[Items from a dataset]
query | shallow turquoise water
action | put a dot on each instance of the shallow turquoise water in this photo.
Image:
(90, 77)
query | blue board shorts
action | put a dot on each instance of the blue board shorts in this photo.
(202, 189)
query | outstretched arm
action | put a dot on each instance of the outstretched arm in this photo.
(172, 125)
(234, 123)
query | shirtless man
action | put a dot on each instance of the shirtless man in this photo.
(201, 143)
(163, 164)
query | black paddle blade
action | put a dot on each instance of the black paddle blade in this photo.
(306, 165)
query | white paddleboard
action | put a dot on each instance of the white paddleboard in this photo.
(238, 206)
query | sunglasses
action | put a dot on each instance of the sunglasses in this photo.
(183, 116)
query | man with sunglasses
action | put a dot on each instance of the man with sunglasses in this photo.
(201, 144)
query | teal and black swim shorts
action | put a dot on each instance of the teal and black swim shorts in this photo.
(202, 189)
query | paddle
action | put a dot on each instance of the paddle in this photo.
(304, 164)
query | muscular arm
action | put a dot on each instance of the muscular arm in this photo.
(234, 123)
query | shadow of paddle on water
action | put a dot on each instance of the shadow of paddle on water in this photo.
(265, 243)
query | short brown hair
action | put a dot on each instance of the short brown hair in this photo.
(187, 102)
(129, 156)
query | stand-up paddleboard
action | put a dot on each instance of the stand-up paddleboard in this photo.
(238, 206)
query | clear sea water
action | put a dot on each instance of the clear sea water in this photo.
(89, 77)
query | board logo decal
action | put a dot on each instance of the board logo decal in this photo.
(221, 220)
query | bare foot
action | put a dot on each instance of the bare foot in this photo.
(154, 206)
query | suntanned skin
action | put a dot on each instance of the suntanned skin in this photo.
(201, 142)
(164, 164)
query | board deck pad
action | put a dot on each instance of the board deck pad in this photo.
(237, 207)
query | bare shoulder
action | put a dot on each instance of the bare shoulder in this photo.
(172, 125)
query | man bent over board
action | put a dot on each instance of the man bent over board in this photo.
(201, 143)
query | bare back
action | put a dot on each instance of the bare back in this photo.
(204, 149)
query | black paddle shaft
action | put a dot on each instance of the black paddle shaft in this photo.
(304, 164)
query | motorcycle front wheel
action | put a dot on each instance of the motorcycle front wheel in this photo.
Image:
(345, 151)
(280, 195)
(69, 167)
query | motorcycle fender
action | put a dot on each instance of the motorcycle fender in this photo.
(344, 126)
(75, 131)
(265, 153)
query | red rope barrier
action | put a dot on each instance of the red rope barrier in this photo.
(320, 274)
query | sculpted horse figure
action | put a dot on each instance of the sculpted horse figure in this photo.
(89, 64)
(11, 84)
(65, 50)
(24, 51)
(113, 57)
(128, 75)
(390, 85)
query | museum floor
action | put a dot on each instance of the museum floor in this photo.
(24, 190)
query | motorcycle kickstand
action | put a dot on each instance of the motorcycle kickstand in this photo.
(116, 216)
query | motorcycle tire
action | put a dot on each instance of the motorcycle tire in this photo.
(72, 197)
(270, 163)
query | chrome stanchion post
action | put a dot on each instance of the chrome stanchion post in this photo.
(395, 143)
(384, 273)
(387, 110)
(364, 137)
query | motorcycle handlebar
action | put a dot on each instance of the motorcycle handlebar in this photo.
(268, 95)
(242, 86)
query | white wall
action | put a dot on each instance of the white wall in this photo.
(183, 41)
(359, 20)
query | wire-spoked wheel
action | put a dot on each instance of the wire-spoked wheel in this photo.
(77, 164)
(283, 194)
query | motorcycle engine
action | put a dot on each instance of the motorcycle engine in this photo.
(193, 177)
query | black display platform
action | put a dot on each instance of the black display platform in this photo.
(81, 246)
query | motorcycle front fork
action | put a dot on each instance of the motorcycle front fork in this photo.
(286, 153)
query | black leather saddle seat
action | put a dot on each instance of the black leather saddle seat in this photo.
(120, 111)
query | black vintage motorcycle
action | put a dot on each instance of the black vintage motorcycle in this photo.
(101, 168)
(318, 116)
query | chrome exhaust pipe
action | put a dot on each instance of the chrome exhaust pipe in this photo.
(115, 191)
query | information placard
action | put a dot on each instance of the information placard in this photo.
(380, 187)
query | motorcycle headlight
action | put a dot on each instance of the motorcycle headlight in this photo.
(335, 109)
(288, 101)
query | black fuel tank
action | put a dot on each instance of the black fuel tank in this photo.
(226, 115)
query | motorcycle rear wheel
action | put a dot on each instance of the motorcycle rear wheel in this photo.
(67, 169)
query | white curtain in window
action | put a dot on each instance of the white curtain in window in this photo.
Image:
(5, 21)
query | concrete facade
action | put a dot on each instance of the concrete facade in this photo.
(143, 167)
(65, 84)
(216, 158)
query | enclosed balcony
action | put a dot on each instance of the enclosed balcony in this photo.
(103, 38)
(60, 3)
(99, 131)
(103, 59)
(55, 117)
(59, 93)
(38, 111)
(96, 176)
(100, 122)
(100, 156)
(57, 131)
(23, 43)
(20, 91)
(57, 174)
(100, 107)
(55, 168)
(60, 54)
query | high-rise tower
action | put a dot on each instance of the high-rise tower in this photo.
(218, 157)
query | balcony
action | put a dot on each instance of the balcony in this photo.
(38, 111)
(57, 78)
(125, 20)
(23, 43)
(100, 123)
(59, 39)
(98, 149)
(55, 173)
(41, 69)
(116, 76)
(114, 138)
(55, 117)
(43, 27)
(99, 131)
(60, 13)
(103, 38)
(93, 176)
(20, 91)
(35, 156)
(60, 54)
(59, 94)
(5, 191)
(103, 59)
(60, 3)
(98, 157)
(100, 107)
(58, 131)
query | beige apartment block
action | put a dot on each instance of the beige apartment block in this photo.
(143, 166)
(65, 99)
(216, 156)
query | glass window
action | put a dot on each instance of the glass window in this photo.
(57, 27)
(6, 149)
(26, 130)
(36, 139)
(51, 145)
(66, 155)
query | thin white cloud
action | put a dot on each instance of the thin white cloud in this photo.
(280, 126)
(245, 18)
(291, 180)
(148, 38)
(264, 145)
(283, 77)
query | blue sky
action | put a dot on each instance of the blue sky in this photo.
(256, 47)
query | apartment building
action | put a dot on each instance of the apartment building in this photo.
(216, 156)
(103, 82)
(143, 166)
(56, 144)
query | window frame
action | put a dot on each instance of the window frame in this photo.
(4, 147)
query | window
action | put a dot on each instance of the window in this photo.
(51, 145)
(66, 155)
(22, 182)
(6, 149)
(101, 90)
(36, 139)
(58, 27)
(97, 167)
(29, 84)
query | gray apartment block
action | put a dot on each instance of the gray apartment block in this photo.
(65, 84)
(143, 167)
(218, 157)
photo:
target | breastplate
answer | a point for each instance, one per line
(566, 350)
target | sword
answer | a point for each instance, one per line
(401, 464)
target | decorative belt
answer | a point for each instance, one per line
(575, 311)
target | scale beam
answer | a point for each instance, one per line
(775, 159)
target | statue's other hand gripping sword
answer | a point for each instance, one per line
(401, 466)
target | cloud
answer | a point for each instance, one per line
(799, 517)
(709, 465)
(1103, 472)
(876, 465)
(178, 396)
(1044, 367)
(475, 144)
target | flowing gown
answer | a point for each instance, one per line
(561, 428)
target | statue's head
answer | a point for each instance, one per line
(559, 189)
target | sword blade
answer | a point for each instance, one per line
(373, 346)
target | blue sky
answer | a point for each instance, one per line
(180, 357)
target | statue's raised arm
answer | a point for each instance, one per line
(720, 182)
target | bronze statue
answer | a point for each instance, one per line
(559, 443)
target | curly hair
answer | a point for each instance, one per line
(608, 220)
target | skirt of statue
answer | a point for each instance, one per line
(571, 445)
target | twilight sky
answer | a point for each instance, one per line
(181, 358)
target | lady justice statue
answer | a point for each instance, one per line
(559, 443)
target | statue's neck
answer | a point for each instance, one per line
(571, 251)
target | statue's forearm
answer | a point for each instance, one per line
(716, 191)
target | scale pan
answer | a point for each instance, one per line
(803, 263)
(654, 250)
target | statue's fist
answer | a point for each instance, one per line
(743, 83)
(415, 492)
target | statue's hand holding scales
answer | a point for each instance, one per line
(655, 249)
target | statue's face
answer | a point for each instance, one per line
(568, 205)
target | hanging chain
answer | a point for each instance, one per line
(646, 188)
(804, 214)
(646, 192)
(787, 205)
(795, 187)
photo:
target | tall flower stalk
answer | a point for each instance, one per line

■ **WORK REQUIRED**
Copy out the lines from the line containing "target | scale pan" to the end of the listing above, without alteration.

■ **EXERCISE ANSWER**
target | scale pan
answer | a point for each instance, one per line
(803, 263)
(654, 250)
target | statue's fist
answer | a point for each instance, one per line
(743, 83)
(415, 492)
target | statue's hand holding scales
answer | a point for each instance, one per line
(655, 249)
target | statue's face
answer | a point for each instance, one per line
(568, 205)
target | hanging chain
answer | a point for each instance, one per line
(646, 188)
(804, 214)
(646, 192)
(787, 205)
(795, 187)
photo:
target | tall flower stalk
answer | a point for each instance, one per line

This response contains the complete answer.